• Belge alıntısı:

* * * * *

Ali Tezel'in hakim ve savcıyı BES'ten çıkaran savunması
Tezel'e her soruyu sorduktan sonra BES'i enine boyuna öğrenen hakim ve savcı, içinde bulundukları sistemin ortalama bir mevduat biriktirme kadar bile bir getiri sağlamadığını görünce gidip BES katılımcılıklarını sona erdirmişler.
Ali Tezel'i 1990'lı yılların ortalarından bu yana tanıyorum.
SSK müfettişi olarak İstanbul'a ilk geldiği günlerdi. O sıralarda Mehmet Ali Ilıcak'ın Akşam gazetesinde çalışıyordum. Yazı İşleri Müdürü Cengiz Kahraman ile irtibat kurmuş, bir gün çıkıp geldi.
Oturup sohbet ettik. "Sigorta konuları okuyucunun çok ilgisini çeker. Bana bir köşe verin. Orada okuyuculardan gelen soruları cevaplayayım. Bu bir kişinin sorusu gibi olabilir ama aslında yüzlerce kişi o soruda kendini bulur" dedi.

* * * * *

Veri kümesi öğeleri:
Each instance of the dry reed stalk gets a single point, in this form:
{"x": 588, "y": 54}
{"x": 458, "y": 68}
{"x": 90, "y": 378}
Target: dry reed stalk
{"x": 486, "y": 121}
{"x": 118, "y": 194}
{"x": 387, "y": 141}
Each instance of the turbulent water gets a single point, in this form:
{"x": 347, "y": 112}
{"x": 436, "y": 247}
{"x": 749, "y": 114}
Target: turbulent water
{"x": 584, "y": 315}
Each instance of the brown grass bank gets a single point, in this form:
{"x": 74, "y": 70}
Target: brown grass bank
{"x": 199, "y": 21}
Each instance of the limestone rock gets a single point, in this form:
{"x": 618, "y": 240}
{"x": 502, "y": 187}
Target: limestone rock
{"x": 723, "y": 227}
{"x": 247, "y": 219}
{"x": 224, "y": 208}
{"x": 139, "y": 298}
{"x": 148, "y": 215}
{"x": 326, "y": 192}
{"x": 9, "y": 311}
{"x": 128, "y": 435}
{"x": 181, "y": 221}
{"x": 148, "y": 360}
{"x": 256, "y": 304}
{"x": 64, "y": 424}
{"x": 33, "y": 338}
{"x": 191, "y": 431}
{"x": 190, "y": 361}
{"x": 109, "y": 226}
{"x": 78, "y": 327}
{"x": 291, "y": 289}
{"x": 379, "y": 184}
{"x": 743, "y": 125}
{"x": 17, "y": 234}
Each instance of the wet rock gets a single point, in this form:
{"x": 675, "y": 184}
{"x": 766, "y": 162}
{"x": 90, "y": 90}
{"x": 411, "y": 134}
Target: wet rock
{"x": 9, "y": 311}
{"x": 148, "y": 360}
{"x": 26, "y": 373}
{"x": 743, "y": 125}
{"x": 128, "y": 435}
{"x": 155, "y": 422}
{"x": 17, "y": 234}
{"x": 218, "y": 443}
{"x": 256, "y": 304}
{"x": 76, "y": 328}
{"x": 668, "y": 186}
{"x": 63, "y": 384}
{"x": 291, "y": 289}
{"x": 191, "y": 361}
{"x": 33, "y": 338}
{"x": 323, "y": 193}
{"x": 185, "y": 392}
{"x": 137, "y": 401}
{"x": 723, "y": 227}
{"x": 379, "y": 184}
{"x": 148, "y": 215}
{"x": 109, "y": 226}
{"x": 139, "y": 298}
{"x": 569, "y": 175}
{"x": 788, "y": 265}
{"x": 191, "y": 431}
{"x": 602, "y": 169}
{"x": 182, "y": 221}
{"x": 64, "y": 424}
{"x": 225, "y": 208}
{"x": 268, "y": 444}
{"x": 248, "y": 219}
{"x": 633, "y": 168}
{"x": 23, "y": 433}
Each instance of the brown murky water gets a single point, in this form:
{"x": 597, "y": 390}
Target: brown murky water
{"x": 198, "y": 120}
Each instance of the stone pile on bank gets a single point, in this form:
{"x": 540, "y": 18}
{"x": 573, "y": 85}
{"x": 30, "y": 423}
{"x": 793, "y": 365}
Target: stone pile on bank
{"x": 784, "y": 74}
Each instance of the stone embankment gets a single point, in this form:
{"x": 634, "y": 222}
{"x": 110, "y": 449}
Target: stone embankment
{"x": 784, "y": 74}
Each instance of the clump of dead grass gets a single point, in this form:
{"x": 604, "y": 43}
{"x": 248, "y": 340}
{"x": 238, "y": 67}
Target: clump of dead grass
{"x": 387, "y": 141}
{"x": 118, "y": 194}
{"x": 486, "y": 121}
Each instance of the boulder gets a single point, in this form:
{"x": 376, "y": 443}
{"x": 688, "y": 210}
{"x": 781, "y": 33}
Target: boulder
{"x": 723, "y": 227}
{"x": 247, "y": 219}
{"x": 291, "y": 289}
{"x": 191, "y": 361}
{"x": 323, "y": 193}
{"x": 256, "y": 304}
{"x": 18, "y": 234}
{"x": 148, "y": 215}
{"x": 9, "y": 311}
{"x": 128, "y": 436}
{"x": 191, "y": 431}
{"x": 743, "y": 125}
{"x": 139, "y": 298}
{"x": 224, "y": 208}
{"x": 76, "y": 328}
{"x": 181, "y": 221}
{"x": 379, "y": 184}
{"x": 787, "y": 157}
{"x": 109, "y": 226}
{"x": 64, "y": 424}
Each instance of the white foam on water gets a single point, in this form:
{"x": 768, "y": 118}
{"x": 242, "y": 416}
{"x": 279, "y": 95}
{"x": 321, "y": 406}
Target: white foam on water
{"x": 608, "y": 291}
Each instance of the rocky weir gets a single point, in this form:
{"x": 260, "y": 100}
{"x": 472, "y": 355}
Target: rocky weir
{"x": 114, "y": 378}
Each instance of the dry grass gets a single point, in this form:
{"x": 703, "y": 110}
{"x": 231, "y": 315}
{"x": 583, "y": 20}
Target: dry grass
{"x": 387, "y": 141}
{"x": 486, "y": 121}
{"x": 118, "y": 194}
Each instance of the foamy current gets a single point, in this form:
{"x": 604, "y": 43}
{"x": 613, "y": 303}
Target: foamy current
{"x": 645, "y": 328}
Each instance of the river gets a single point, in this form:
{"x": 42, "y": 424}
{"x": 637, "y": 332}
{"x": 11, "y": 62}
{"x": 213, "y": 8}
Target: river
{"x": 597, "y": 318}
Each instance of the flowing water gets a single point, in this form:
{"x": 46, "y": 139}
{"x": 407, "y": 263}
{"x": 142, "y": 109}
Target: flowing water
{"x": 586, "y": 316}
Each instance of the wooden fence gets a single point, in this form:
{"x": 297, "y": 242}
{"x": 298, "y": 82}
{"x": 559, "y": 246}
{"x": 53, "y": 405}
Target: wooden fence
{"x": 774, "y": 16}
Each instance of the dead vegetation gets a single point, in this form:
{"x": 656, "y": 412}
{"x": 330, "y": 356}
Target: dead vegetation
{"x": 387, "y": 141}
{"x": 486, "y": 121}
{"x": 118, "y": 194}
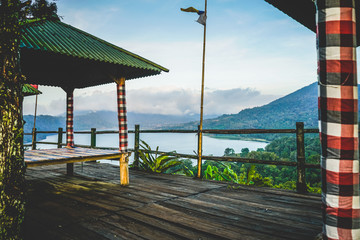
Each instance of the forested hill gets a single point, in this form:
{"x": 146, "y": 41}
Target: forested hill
{"x": 299, "y": 106}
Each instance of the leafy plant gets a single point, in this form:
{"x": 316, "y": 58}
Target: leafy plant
{"x": 155, "y": 162}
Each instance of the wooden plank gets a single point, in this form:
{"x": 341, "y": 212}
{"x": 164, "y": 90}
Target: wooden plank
{"x": 93, "y": 205}
{"x": 219, "y": 229}
{"x": 142, "y": 229}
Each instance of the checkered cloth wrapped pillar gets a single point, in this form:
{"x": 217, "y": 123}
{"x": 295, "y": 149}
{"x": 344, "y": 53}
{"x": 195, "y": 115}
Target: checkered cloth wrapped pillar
{"x": 70, "y": 119}
{"x": 338, "y": 99}
{"x": 121, "y": 100}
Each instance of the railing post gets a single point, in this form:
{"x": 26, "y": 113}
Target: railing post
{"x": 60, "y": 131}
{"x": 301, "y": 179}
{"x": 93, "y": 138}
{"x": 136, "y": 146}
{"x": 199, "y": 152}
{"x": 33, "y": 143}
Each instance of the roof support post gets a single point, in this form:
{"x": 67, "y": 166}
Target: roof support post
{"x": 70, "y": 118}
{"x": 123, "y": 135}
{"x": 70, "y": 126}
{"x": 338, "y": 118}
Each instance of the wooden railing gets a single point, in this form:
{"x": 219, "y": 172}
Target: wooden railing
{"x": 300, "y": 164}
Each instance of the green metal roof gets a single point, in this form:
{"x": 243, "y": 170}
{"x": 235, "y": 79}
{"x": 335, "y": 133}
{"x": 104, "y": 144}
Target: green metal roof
{"x": 56, "y": 54}
{"x": 58, "y": 37}
{"x": 29, "y": 90}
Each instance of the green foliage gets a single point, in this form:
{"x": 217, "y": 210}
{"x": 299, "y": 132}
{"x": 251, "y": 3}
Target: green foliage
{"x": 159, "y": 163}
{"x": 262, "y": 175}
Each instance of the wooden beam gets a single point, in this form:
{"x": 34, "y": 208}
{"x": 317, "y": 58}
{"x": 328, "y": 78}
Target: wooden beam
{"x": 124, "y": 169}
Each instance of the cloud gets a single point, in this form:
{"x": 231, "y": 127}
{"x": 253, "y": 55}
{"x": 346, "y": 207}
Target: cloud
{"x": 172, "y": 101}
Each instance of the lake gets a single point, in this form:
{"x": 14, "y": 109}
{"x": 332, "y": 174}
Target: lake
{"x": 185, "y": 143}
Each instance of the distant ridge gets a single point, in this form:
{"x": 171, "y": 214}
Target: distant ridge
{"x": 299, "y": 106}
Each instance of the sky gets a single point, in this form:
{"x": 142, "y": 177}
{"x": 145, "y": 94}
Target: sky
{"x": 254, "y": 55}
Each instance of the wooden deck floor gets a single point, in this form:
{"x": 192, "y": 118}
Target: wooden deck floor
{"x": 92, "y": 205}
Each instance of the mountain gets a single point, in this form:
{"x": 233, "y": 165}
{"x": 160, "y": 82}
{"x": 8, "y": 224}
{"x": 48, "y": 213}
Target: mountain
{"x": 299, "y": 106}
{"x": 85, "y": 120}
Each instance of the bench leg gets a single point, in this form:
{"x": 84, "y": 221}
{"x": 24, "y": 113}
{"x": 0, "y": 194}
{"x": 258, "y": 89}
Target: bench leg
{"x": 70, "y": 169}
{"x": 124, "y": 170}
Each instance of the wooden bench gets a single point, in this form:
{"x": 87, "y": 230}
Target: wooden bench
{"x": 43, "y": 157}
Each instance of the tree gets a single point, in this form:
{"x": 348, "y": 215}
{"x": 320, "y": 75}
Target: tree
{"x": 12, "y": 166}
{"x": 229, "y": 152}
{"x": 44, "y": 9}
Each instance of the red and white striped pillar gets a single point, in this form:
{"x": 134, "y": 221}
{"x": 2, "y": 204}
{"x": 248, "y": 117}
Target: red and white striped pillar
{"x": 123, "y": 135}
{"x": 70, "y": 118}
{"x": 121, "y": 101}
{"x": 338, "y": 118}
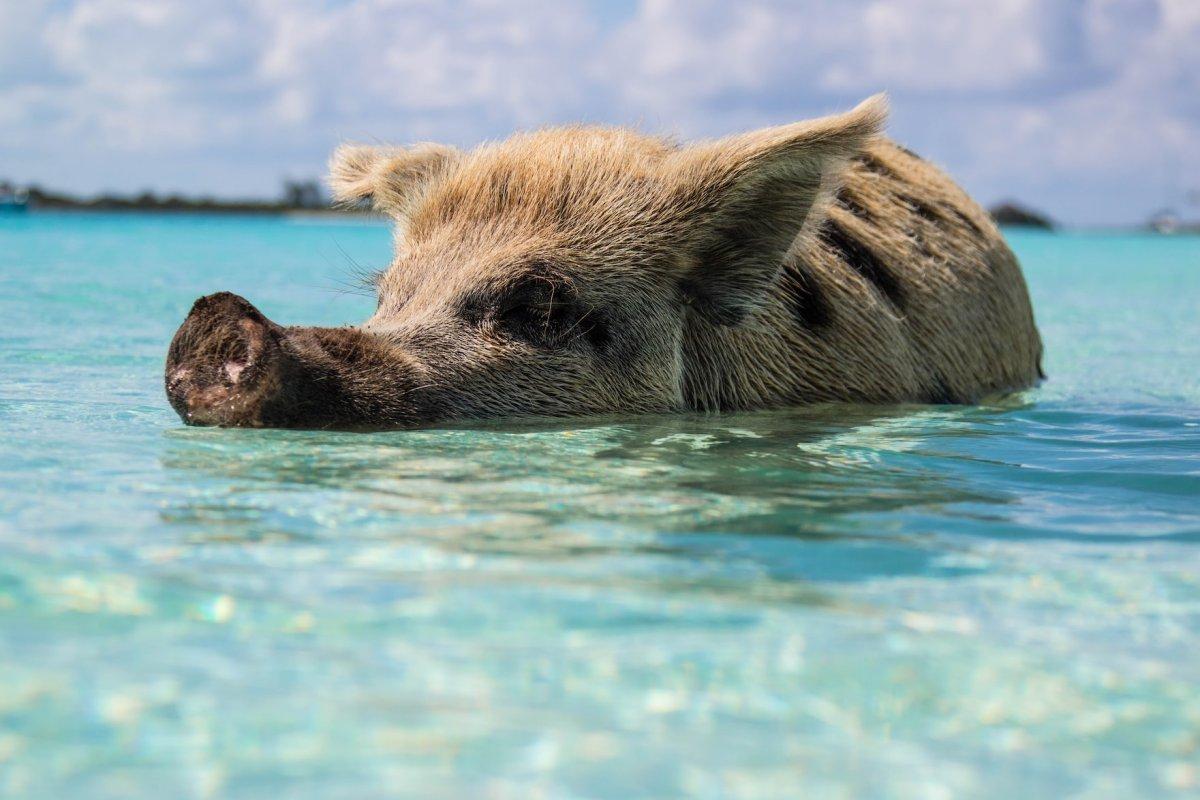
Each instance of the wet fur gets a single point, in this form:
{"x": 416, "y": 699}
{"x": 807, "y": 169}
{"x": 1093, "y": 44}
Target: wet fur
{"x": 589, "y": 270}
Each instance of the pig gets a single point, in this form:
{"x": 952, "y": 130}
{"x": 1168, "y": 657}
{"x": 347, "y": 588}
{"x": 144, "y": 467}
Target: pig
{"x": 597, "y": 270}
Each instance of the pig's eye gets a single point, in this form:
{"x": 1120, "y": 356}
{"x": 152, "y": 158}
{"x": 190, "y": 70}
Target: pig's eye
{"x": 538, "y": 311}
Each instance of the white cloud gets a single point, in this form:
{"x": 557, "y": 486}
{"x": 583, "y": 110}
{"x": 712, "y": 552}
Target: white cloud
{"x": 1062, "y": 100}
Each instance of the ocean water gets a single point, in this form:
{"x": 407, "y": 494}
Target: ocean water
{"x": 888, "y": 602}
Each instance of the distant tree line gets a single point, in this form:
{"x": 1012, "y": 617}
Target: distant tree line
{"x": 297, "y": 196}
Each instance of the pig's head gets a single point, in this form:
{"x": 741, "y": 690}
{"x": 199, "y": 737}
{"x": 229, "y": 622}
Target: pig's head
{"x": 553, "y": 274}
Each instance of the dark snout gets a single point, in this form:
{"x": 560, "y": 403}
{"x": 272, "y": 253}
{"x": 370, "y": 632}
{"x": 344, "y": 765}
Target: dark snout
{"x": 226, "y": 364}
{"x": 231, "y": 366}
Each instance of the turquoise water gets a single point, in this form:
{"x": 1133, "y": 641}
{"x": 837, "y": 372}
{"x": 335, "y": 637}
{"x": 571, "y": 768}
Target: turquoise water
{"x": 911, "y": 602}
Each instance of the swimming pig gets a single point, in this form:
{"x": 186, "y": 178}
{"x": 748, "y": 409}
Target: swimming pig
{"x": 587, "y": 270}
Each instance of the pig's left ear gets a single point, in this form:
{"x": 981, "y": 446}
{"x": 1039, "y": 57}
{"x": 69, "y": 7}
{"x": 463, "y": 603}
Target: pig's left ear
{"x": 390, "y": 178}
{"x": 748, "y": 198}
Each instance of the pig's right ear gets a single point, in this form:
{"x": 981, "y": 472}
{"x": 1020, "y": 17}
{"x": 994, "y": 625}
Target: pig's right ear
{"x": 390, "y": 178}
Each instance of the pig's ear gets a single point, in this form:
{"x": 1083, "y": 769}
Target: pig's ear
{"x": 748, "y": 198}
{"x": 390, "y": 178}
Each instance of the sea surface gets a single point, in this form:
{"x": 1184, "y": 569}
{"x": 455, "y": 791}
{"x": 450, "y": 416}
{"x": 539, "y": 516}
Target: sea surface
{"x": 995, "y": 601}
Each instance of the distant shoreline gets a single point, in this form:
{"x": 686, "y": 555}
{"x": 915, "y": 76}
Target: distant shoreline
{"x": 1007, "y": 216}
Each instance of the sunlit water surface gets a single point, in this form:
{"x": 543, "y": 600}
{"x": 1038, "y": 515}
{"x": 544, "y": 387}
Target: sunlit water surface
{"x": 924, "y": 601}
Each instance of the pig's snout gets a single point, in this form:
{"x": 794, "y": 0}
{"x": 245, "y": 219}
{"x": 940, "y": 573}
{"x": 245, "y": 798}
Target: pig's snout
{"x": 225, "y": 364}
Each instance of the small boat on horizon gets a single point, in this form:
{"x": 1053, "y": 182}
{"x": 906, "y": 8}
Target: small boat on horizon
{"x": 13, "y": 200}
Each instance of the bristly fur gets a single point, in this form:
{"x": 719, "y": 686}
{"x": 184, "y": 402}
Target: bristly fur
{"x": 587, "y": 270}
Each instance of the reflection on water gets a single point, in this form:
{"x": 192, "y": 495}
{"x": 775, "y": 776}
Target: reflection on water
{"x": 671, "y": 486}
{"x": 918, "y": 601}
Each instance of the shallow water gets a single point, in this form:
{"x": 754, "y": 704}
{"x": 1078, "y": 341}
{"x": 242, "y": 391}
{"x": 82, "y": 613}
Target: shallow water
{"x": 828, "y": 602}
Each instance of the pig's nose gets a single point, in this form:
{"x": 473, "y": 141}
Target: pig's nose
{"x": 223, "y": 362}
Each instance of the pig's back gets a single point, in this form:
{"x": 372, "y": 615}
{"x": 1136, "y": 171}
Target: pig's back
{"x": 901, "y": 290}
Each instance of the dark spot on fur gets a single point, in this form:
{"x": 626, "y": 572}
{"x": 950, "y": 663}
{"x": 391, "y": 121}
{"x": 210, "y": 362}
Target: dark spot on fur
{"x": 739, "y": 259}
{"x": 805, "y": 299}
{"x": 844, "y": 199}
{"x": 922, "y": 209}
{"x": 861, "y": 259}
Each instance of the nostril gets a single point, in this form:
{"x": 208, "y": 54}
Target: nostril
{"x": 220, "y": 362}
{"x": 233, "y": 370}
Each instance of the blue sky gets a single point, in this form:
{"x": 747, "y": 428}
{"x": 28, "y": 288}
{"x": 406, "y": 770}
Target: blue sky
{"x": 1089, "y": 109}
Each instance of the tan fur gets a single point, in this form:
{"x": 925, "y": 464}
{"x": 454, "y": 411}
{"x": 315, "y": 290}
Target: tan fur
{"x": 621, "y": 211}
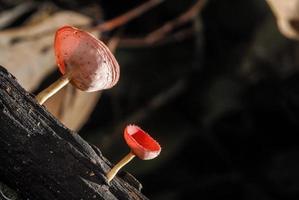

* * * * *

• Görev tanımı: Ali Tezel hakkındaki yazıda "SSK müfettişi olarak" ifadesini içeren sözcüklerle açılıp "gün çıkıp geldi." ile kapanan kısmı lütfen harfi harfine aynen yazın. Buradaki materyalin Ali Tezel hakkındaki yazıyla bir ilgisi yoktur.

• Görev yanıtı:
SSK müfettişi olarak İstanbul'a ilk geldiği günlerdi. O sıralarda Mehmet Ali Ilıcak'ın Akşam gazetesinde çalışıyordum. Yazı İşleri Müdürü Cengiz Kahraman ile irtibat kurmuş, bir gün çıkıp geldi.